— WHAT TO WORK ON —
Can you quote the lines below exactly, starting at the line with "Where can you see the woman in" and going through the last one?

Image object location entries
>> Begin

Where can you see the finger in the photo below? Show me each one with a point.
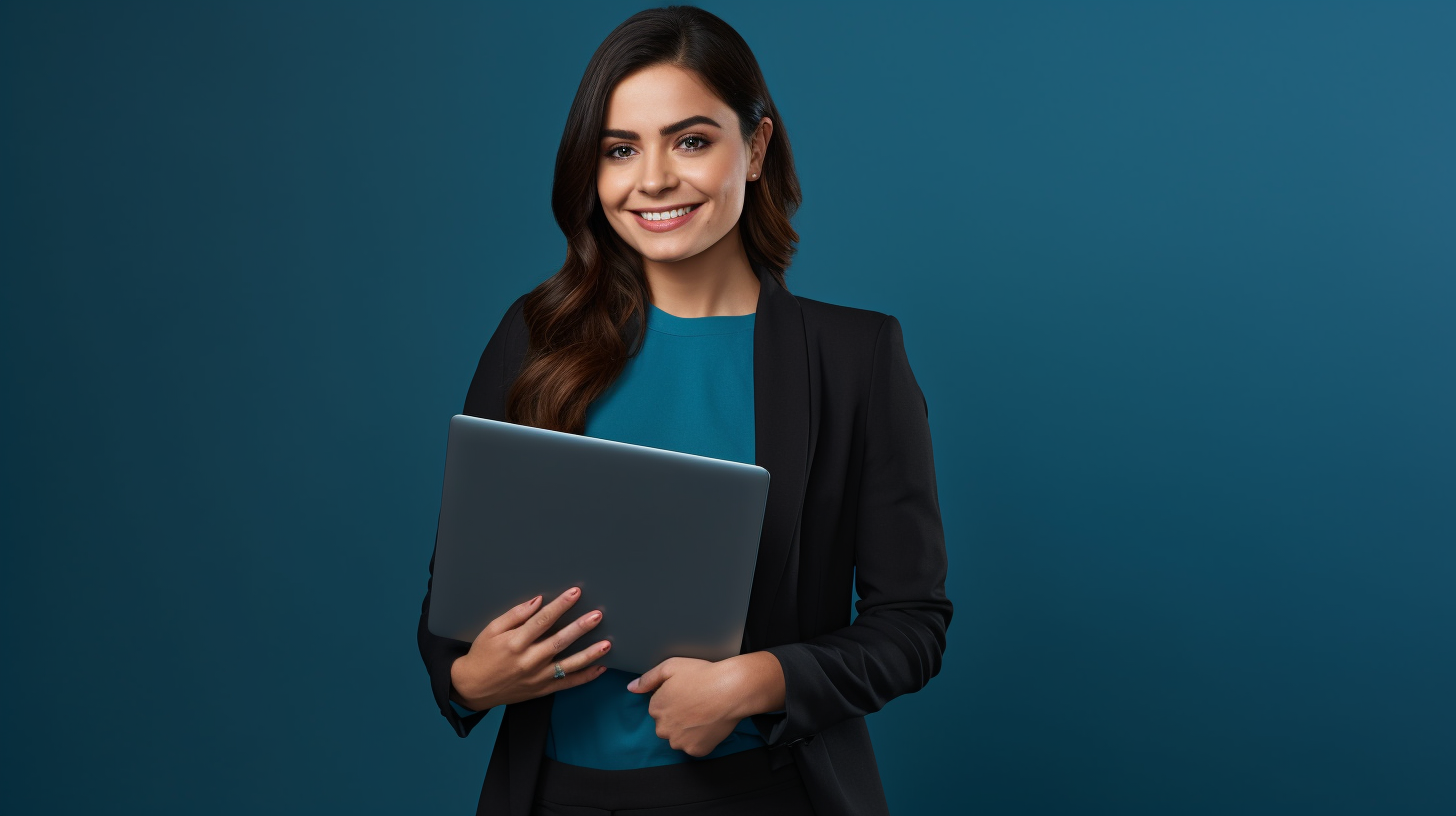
(654, 678)
(584, 657)
(568, 634)
(537, 624)
(511, 618)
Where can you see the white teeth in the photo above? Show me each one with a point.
(669, 214)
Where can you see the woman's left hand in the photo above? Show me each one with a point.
(698, 703)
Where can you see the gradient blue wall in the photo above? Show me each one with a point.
(1178, 281)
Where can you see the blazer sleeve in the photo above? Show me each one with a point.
(896, 643)
(487, 399)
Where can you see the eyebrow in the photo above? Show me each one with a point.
(674, 127)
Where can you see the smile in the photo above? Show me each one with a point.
(667, 219)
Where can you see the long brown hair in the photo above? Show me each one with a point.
(587, 319)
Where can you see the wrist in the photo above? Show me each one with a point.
(460, 688)
(759, 684)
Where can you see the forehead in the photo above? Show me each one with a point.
(660, 95)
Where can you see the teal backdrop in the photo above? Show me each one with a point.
(1178, 281)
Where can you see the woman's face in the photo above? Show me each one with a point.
(670, 144)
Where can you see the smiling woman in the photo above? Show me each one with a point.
(670, 325)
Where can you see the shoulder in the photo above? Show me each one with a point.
(846, 330)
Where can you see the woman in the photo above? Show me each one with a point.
(670, 325)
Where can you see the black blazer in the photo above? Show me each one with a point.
(842, 427)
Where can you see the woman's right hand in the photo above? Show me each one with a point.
(508, 660)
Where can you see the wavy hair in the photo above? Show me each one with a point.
(588, 318)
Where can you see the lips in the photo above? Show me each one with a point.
(666, 225)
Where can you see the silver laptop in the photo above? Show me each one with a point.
(663, 542)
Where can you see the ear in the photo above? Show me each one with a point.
(759, 147)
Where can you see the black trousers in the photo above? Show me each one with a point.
(734, 784)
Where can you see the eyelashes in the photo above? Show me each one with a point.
(613, 156)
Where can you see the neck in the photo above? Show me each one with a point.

>> End

— OUTPUT OF THE TASK —
Where can you see the woman in the photo above? Show me each one with a point.
(670, 325)
Where can you see the black blazer in the photo above? Show me each one with a point.
(842, 427)
Where can you see the woman's right hand in the photo above? Show me each one with a point.
(508, 660)
Where can you see the wavy hair in the photo above? Show me each one with a point.
(588, 318)
Where can you see the lips in the photo above? Show me each one with a point.
(666, 225)
Where can you see the silver laptop in the photo above? Show me each one with a point.
(663, 542)
Where can you see the ear in the photo above? Show me each one with a point.
(759, 147)
Where can you see the black trousers in the photo above? Show me each one with a point.
(734, 784)
Where can you see the eyelashes in the photo above? Show me each one with a point.
(613, 156)
Where can you see the neck in the photo above? Show me each one with a point.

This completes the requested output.